§ Task directions
Arrange every line below into a Markdown table with the columns Row and Text, numbering each line and skipping blank ones. Leave the pictures out of the table.

── Entries provided

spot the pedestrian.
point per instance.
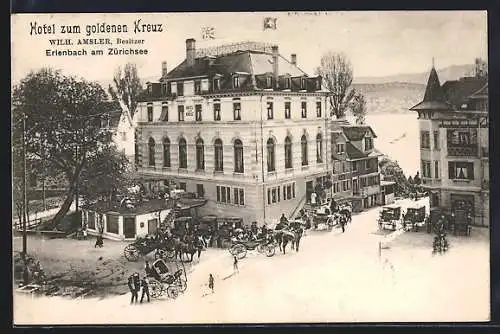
(235, 265)
(145, 288)
(133, 291)
(211, 282)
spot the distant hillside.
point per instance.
(448, 73)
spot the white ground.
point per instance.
(335, 277)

────

§ Exercise result
| Row | Text |
|---|---|
| 1 | spot the pedestrian. |
| 2 | point per instance. |
| 3 | (235, 265) |
| 4 | (145, 288) |
| 5 | (133, 291) |
| 6 | (211, 282) |
| 7 | spot the distant hillside. |
| 8 | point per instance. |
| 9 | (448, 73) |
| 10 | spot the white ground. |
| 11 | point per instance. |
| 12 | (335, 277) |